Happy New Year! Thanks to the way Boxing Day fell this year, there was no The Beauty of Transport last week. So, a week later than usual (it’s a Christmas AND New Year Special y’all!) here is a seasonal special from the wilder frontiers of transport’s impact on culture.
A couple of years ago I told you the story of how a Sindy doll accidentally introduced me to one of the most stylish transport corporate identities of all time, that of the British Overseas Airways Corporation (BOAC) (The Beauty of Transport 13 April 2016). At the time, I couldn’t source the picture for reuse, but here she is now in all her 1960s glory.
For overseas readers unfamiliar with Sindy, it basically went like this: Sindy was a fashion doll with a range of lifestyle accessories, produced by British firm Pedigree. Although still available today, the golden age of Sindy is generally reckoned to have run from her introduction in 1963 until 1987, when Sindy was acquired from Pedigree by American toy company Hasbro and rapidly remodelled to look much more like the American Barbie doll, produced by Hasbro’s great rival Mattell.
In my family, while Barbie was emphatically not to be approved of, the rather more wholesome-seeming (and certainly less pneumatic of physique) Sindy got the parental thumbs-up, and my sister had a large collection. Particular favourites of mine included Sindy’s television studio, and Space Fantasy Sindy (both released in 1985). The latter had a silver tunic and pink hair; having something about her of Moonbase’s Lt Gay Ellis from Gerry Anderson’s TV series UFO, and hence being considerably more interesting to me than the average Sindy doll.
In contrast to the American concerns of Barbie, Sindy’s interests as reflected in her clothes and accessories seemed rather more British in outlook. This extended to her transport interests too. Looking at it now, I am startled to realise that the world of Sindy gives you a very good idea about what 1960s and 70s Britain thought represented desirable transport options. But then again, why should I be surprised? As a fashion doll, she was simply reflecting what was fashionable.
A job as a BOAC stewardess was perhaps one of the most glamorous British transport jobs to which Sindy would have been able to aspire in 1966, when that Sindy was released. She certainly wasn’t going to be flying the plane, after all. But her smart uniform and bag are as fabulous today as they were then, just with added nostalgia for a lost world in which air travel was the height of sophistication.
Though BOAC was ushering in the jet age which would eventually transform the way the British took their holidays forever, the process was in its infancy. For most British people a holiday on distant sunny shores reached by aircraft was still a dream. Holidays at home were by far more common.
Sindy was no different. She might have had a job at BOAC (one of her many), but she was just as much at home in that classic British holiday location of the 1960s and 70s, a caravan.
My sister had a Sindy caravan too. Released in 1978 and constructed from wood and hardboard, the entire roof of Sindy’s caravan was removable to reveal the interior. Endless drizzle and a soggy field in Wales in which to park the caravan, which might arguably have made Sindy’s caravan a truer reflection of the British holiday experience, were not included.

■ **Excerpts from a point-labeling dataset**

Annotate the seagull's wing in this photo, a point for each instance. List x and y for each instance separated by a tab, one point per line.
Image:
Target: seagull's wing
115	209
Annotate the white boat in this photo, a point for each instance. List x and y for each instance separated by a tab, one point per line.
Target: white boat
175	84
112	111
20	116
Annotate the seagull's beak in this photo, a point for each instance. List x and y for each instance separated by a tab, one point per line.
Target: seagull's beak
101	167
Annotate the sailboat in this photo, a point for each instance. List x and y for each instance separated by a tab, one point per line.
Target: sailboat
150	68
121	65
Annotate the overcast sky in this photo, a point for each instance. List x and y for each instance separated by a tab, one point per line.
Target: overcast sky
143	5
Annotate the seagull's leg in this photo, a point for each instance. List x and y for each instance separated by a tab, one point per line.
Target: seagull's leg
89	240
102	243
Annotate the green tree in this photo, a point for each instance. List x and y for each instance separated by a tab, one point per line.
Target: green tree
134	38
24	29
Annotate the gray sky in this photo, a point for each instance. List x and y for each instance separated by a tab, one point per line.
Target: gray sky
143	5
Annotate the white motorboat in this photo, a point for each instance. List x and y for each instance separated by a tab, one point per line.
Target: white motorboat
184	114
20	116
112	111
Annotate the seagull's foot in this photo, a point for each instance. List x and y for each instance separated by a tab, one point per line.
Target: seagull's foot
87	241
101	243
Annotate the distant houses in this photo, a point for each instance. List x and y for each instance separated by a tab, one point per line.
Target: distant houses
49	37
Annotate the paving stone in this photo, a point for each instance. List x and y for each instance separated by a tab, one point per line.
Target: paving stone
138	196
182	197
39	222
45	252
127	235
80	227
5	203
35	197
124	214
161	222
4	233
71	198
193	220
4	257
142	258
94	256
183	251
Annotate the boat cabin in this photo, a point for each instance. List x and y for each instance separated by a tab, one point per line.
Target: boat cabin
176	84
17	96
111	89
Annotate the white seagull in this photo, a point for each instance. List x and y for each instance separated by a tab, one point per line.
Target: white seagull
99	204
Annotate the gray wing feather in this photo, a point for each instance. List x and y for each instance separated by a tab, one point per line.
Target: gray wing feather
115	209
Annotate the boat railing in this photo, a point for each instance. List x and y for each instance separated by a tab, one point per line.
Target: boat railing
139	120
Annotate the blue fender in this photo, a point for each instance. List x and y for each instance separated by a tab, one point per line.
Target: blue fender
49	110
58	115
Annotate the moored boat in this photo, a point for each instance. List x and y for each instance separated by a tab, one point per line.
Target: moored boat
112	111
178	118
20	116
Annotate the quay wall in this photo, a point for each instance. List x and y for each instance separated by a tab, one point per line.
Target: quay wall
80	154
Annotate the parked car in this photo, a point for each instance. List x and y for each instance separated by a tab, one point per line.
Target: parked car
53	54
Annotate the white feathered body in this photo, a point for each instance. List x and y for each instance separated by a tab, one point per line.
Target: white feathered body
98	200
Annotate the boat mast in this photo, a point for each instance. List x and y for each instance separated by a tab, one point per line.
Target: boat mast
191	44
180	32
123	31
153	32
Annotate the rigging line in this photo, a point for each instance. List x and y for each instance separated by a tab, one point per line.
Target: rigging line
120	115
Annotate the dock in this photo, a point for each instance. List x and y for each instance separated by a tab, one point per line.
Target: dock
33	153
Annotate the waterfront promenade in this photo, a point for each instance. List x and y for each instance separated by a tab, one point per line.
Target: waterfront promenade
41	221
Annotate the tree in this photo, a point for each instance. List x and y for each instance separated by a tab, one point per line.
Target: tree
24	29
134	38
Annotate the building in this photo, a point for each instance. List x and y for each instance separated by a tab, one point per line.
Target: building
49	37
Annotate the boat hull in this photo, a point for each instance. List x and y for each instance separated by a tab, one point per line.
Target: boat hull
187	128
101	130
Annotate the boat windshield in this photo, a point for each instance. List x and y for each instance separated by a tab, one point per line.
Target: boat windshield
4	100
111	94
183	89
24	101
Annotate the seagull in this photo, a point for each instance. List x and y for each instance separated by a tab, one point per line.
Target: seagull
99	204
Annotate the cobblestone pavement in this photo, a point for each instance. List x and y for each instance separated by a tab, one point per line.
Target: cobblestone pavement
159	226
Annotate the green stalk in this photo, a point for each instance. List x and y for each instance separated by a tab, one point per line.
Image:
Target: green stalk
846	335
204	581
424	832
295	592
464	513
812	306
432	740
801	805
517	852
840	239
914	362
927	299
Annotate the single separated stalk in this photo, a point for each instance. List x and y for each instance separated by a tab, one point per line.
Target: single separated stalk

■ **PROMPT 1**
Name every Sindy toy that the article on the Sindy doll and transport gives a release year for, not counting the original doll's 1963 introduction. Include the year of each.
■ **PROMPT 2**
Write the next part of the article on the Sindy doll and transport, picking up after its final sentence.
The lines are not needed for any of the work that follows.

■ **EXERCISE RESULT 1**
- Sindy's television studio (1985)
- Space Fantasy Sindy (1985)
- BOAC stewardess Sindy (1966)
- Sindy caravan (1978)

■ **EXERCISE RESULT 2**
I was never entirely clear how Sindy’s caravan was supposed to be towed. In my house, it was teamed, not entirely practically, with Sindy’s buggy. Released in 1975 (a bit like me), this yellow off-roader seemed unusually American in outlook for Sindy, whose other interests included cooking, cleaning (she had a bewildering array of cleaning appliances), ballet, keeping fit and dressage-type horse riding, to judge by many of her outfits anyway. The buggy surely reflected the increasing popularity of American (and particularly Californian) culture in Britain with imported images of surfing (remember the Old Spice adverts?) and beach buggies.
An earlier 1973 jeep-style car might have also have done the job of towing the caravan but looked unusually utilitarian for Sindy’s normally stylish lifestyle; it had its origins in a military jeep toy designed for a different toy line altogether. Much later, she gained one of those bastions of the British country set: a Range Rover, rather more useful for towing the caravan and her various horse boxes than either the jeep or the buggy.
When not needing to tow trailing vehicles, Sindy maintained her reliable eye for picking the style highlights of British transport.
She owned this quite spectacular red MGB, released in 1965, demonstrating what enviably good taste she had. There are plenty of us around who’d like an MG like that even today, a high point in British sports car manufacturing.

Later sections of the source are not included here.